* **Your assignment**:
Each record that follows is to be duplicated exactly, though its pictures are not.

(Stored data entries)
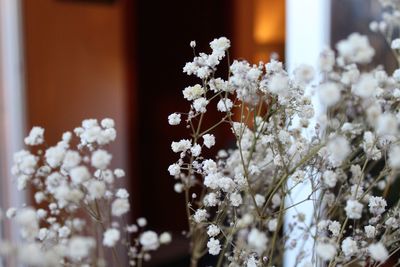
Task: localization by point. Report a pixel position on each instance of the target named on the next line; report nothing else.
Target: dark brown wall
(76, 67)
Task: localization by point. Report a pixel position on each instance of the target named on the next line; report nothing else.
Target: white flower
(209, 140)
(122, 193)
(174, 169)
(386, 124)
(35, 136)
(200, 215)
(181, 146)
(329, 93)
(196, 150)
(377, 205)
(149, 240)
(55, 155)
(101, 159)
(338, 149)
(236, 199)
(24, 163)
(220, 44)
(257, 240)
(200, 104)
(279, 84)
(325, 251)
(210, 200)
(111, 237)
(28, 223)
(119, 173)
(396, 76)
(193, 92)
(252, 262)
(392, 223)
(165, 238)
(79, 174)
(353, 209)
(64, 232)
(119, 207)
(11, 212)
(334, 227)
(214, 247)
(366, 86)
(79, 247)
(224, 105)
(370, 231)
(378, 252)
(356, 49)
(329, 178)
(71, 159)
(213, 230)
(349, 246)
(174, 119)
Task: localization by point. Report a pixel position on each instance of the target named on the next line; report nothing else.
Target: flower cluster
(78, 207)
(348, 153)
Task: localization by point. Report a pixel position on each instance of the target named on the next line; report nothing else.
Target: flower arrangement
(346, 153)
(78, 216)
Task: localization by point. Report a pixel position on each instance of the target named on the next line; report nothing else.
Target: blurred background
(66, 60)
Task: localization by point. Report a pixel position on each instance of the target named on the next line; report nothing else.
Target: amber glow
(269, 21)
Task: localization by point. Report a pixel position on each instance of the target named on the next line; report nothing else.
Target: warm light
(269, 21)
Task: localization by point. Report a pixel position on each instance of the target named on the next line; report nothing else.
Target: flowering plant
(347, 155)
(78, 216)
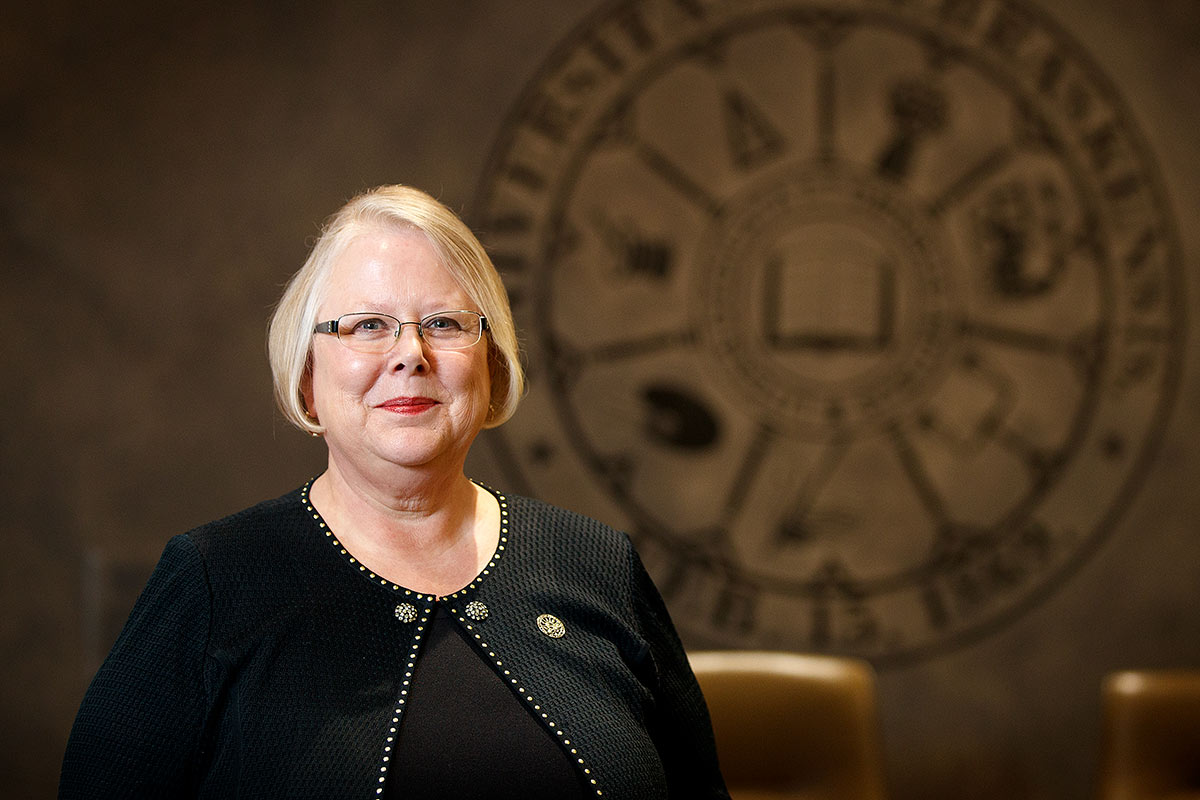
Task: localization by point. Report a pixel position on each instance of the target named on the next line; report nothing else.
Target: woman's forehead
(391, 265)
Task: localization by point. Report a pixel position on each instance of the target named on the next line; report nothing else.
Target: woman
(394, 629)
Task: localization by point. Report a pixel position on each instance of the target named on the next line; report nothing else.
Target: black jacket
(263, 661)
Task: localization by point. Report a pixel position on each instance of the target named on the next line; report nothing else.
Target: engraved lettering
(1008, 30)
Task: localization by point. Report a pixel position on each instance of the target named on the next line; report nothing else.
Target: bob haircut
(289, 340)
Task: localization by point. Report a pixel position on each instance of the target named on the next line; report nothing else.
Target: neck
(425, 530)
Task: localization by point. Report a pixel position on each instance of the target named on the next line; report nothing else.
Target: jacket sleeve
(678, 721)
(139, 726)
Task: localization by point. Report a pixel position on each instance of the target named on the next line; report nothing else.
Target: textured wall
(964, 455)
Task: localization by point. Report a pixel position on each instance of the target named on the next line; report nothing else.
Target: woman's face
(413, 405)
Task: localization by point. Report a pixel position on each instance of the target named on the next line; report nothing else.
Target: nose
(409, 349)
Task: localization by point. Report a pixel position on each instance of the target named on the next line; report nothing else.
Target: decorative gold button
(551, 626)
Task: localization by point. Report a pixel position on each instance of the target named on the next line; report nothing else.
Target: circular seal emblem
(862, 317)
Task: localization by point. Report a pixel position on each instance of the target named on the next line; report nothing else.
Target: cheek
(341, 376)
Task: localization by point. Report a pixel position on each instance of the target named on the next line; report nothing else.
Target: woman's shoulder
(565, 530)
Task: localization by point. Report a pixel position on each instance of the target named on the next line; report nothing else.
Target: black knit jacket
(263, 661)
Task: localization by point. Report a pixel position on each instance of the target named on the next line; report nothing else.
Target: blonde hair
(289, 340)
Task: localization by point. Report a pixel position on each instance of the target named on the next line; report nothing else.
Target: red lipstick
(412, 405)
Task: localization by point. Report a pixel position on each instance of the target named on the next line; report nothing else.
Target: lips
(408, 404)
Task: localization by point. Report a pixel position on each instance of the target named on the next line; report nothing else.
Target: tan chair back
(793, 727)
(1151, 735)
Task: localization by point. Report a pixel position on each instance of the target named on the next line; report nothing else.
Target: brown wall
(1006, 517)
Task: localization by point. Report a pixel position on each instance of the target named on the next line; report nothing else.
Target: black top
(263, 661)
(467, 738)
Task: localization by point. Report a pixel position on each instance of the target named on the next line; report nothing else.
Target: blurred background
(868, 320)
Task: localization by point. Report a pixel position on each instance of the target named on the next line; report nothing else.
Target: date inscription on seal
(862, 317)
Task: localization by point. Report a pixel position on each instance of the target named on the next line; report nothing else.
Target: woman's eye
(442, 325)
(369, 326)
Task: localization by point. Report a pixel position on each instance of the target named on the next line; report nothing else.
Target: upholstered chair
(1151, 735)
(793, 727)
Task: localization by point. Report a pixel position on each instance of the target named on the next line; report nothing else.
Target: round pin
(551, 626)
(477, 611)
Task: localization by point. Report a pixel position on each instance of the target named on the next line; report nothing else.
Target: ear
(306, 394)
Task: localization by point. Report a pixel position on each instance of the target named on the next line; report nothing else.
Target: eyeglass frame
(331, 325)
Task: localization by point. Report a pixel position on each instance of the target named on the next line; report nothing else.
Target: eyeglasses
(369, 331)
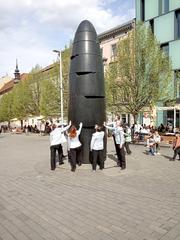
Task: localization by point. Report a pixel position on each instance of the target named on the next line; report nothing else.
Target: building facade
(163, 16)
(108, 44)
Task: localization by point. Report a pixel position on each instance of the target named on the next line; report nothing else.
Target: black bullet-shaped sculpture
(86, 85)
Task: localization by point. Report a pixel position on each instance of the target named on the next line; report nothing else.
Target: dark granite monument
(86, 85)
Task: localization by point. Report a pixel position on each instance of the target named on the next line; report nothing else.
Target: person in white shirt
(97, 146)
(55, 143)
(74, 147)
(120, 140)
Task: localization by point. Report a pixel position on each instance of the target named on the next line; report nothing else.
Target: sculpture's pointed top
(86, 25)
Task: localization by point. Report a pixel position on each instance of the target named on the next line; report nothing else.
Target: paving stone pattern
(139, 203)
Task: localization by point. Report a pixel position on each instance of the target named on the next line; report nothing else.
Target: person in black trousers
(97, 146)
(55, 144)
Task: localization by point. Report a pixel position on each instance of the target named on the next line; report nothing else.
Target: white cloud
(30, 29)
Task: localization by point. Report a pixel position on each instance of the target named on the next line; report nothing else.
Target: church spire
(16, 73)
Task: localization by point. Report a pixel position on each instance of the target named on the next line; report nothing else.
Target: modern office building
(108, 44)
(163, 16)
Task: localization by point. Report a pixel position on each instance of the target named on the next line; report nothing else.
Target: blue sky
(31, 29)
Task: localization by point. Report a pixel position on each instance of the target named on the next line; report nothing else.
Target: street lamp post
(61, 80)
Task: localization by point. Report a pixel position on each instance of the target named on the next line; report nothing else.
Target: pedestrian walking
(157, 140)
(97, 146)
(74, 147)
(176, 147)
(120, 140)
(128, 138)
(55, 144)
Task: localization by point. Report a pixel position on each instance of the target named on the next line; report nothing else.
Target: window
(101, 51)
(177, 83)
(177, 24)
(163, 6)
(142, 10)
(151, 23)
(113, 50)
(165, 48)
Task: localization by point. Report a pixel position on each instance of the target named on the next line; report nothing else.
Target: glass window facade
(163, 6)
(165, 48)
(113, 50)
(177, 24)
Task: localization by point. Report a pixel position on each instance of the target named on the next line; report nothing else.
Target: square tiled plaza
(140, 203)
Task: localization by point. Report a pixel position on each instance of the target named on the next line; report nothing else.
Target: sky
(31, 29)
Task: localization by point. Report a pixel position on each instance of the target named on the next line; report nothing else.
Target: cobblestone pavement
(140, 203)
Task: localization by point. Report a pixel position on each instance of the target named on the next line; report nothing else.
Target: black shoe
(61, 163)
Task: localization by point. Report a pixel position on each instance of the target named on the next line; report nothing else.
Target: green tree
(140, 74)
(6, 103)
(49, 102)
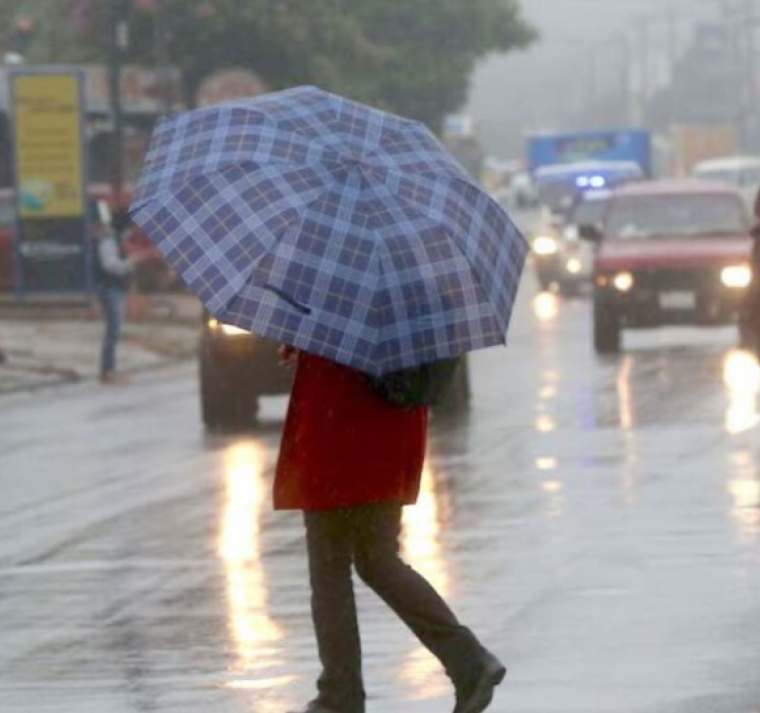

* **Answer box**:
Task: localization by point. Report a pixel position on each instance of the target named on the next line; report nothing else.
Target: dark brown wall
(76, 67)
Task: localization by point. Report a pixel position on each instance of the target named on the next line; report nothing else.
Target: white flower
(209, 140)
(122, 193)
(174, 169)
(386, 124)
(35, 136)
(200, 215)
(181, 146)
(329, 93)
(196, 150)
(377, 205)
(149, 240)
(55, 155)
(101, 159)
(338, 149)
(236, 199)
(24, 163)
(220, 44)
(257, 240)
(200, 104)
(279, 84)
(325, 251)
(210, 200)
(111, 237)
(28, 223)
(119, 173)
(396, 76)
(193, 92)
(252, 262)
(392, 223)
(165, 238)
(79, 174)
(353, 209)
(64, 232)
(119, 207)
(11, 212)
(334, 227)
(214, 247)
(366, 86)
(79, 247)
(224, 105)
(370, 231)
(378, 252)
(356, 49)
(329, 178)
(71, 159)
(213, 230)
(349, 246)
(174, 119)
Task: localization by point. Report a pixel position on each instance of the target named on the next line; report nothing else.
Target: flower cluster
(78, 207)
(348, 153)
Task: localization by point. Report a pixel position on each instance of the target named on the next line; report nothing else.
Target: flower arrangement
(346, 153)
(78, 216)
Task: localization by point. Report a pixel position on each instance of the target named on the next line; report nothing else.
Target: blurred background
(66, 60)
Task: localization by point. Report a pixel position on each instance of the target named on the next line; report nothing else.
Target: amber glow
(269, 21)
Task: localization by point. Report a pixel position on each instance of the target named on the next line; report nothing else.
Target: warm light
(269, 21)
Task: localization by point. Report a pixel position on each instance of the target named on the next line; report nothing else.
Target: flowering plant
(347, 155)
(78, 216)
Task: localization by point. Report a pixel position on each instance of the target named on the next line; report nothing else.
Target: woman's forehead
(391, 265)
Task: localization by point. Report a pixel position on each instance of the target named on the next line; report nothing else.
Target: woman
(394, 629)
Task: localization by point. Report a pixel position on each instance of the target named on the next line; report nothing else.
Target: black jacket
(263, 661)
Task: localization by point. Report a pixel position on each instance of the target named on the next line; report nothing else.
Target: engraved lettering
(1008, 30)
Task: localization by point. Report a pixel position on each instance of the target named on the next line; report nothing else.
Target: bob haircut
(289, 340)
Task: localization by point. Report a pixel position on each instance of the target named on the next line; report nothing else.
Target: neck
(425, 530)
Task: localization by point. Report a pixel position on each instance of the target named on the next line; report nothing else.
Target: jacket sleeve
(678, 721)
(139, 726)
Task: localization by point. Report a pixel position on each instance of the target named on the next line; report nothing else.
Target: textured wall
(964, 455)
Task: localization by point. Report a pixel position on each instance of the target named on the next line; report nothing else.
Target: woman's face
(413, 405)
Task: localization by point. Report a pixel position on each instance of the target named on the next line; report nothing else.
Target: nose
(409, 349)
Task: localization by point. Report a pixel position on each instance of the target named on the next line; report nothing else.
Target: decorative gold button
(551, 626)
Task: localization by point. Report a pixel position on each instance of the target named on the next line; report nothing else.
Target: circular seal emblem
(862, 317)
Task: localization by point. Report a pixel position on each instance of the target named on the next line; report nothing else.
Target: cheek
(341, 376)
Task: localization by point. Report a pixel position on each instance of the target named on the next line; report nothing else.
Target: woman's shoulder
(565, 530)
Task: localization by point. Report a pixel position on each instance of the target named on the next line; report nothing else.
Target: black knit jacket
(263, 661)
Task: localization by point. Report a pixel position on each instance of the target named on the next line; report nothing else.
Target: blonde hair
(289, 340)
Task: localization by point. Report a pixel position on each instance of the target named on the next line; report nothing else.
Target: red lipstick
(412, 405)
Task: localization by point. Report a pixel position on each instance of the target named on the next line; report nothing else.
Target: lips
(408, 404)
Task: localization by point. Report a pixel position on each instance of the target named on the next line; report nothing else.
Target: tan chair back
(793, 727)
(1151, 735)
Task: localization by point. Report a pixel position on each instance of the target named on the next line; report nothing else.
Target: brown wall
(1006, 517)
Task: localization by point. Report a pixel position on each instance of the target named on the next line; report nothing else.
Target: black top
(263, 661)
(467, 738)
Task: localization by point. Report a pixel position on each instance of the target named on the next line; report nothing else.
Target: blurred background
(868, 320)
Task: localization by point. Report a pixel position on each instance of the target named on the next line; report nothing else.
Target: date inscription on seal
(862, 317)
Task: localization by point. Report a pixel position on each instance of the target named on the next line; report nothing else.
Target: woman's eye
(442, 325)
(369, 326)
Task: localization by point. Report a pixel position on each instance of the target named on the next line; report nothing else.
Target: upholstered chair
(1151, 735)
(793, 727)
Task: localization by point. Report a pixel position on each instance of the target named on the next line; report nothing else.
Target: round pin
(551, 626)
(477, 611)
Task: localization by point. Report a pixel position on each instance of the target named on the next line; report nothing else.
Target: ear
(306, 394)
Task: localization by point. Report a pixel position on each instance of the target named on the next line; report nothing else.
Target: eyeglass frame
(331, 325)
Task: localization by point. Report a pixel position on each instance of the target named on the next line; report nothing else.
Target: eyeglasses
(369, 331)
Task: localization by point. Report a pixel position on each instance of the target named on the next line; report nothing else.
Target: building facade
(163, 16)
(108, 44)
Task: localization by point. Report a pixel position on each instance of the target named on the next line; report nothing else.
Target: black bullet-shaped sculpture
(86, 85)
Task: localization by point. Report a pixel position on each instance of the target named on the next line; report nothing else.
Target: dark granite monument
(86, 85)
Task: localization by point. Report a pixel position on each instance of the target named on the next line; report nothing else.
Target: person in white shirt
(97, 146)
(55, 143)
(74, 147)
(120, 140)
Task: localization by point. Report a pixel position on each instance of the target named on the next line; report nothing else.
Target: sculpture's pointed top
(86, 25)
Task: localization by point. Report a pixel position on each instance of the target named on the next line; report nothing else.
Target: paving stone pattern
(139, 203)
Task: localization by point. Report a pixel position on each instance of the target named on the next line; report nothing else.
Target: person in black trousers
(97, 146)
(55, 144)
Task: localization by point. Report a pixel position on each instance of the target named on the next line; report nothing else.
Target: white cloud
(30, 29)
Task: localization by point. Report a pixel position on each instance of the target named on the next line; report nothing else.
Target: church spire
(16, 73)
Task: localization by point. Report a pixel position on each instance of the target named on the next line; report nothing else.
Target: modern office building
(108, 44)
(163, 16)
Task: localization by point. Report a pixel position on each instance of the target named on the next line; report nothing else.
Target: blue sky
(31, 29)
Task: localization by point. Report a pixel position on each instance of the target named on the next line; report nothing else.
Target: street lamp post
(61, 80)
Task: localization by point. Report a pixel position on each instance of the target named on the next line; report nothing else.
Target: pedestrian walking
(157, 140)
(97, 146)
(74, 147)
(176, 147)
(120, 140)
(128, 138)
(55, 144)
Task: localization by point. Report a pixel position on each instance of the target named on the next line; report nothing else.
Target: window
(101, 51)
(177, 83)
(177, 24)
(163, 6)
(142, 10)
(151, 23)
(113, 50)
(165, 48)
Task: localization by point. Report a pixel position on each instance of the target named on the next line; report nothing else.
Target: glass window facade
(163, 6)
(165, 48)
(113, 50)
(177, 24)
Task: localization by point. Report a pixel position on each instance of the target named on the next line; report nothing else.
Target: square tiled plaza
(140, 203)
Task: localization by point. Report a pixel position on each instance of the target named on the next line; report nothing else.
Target: sky
(31, 29)
Task: localization by point. Report a pixel position on each instance of the target named on the next line; report nothing else.
Target: cobblestone pavement
(140, 203)
Task: localization by point. Report a pixel position on each instance of the target named on the next line; report nothing else.
Target: black shoe
(61, 163)
Task: localization by point. Report a pixel position on each instance of the target named on the next line; report nothing else.
Target: green tree
(140, 74)
(6, 103)
(49, 102)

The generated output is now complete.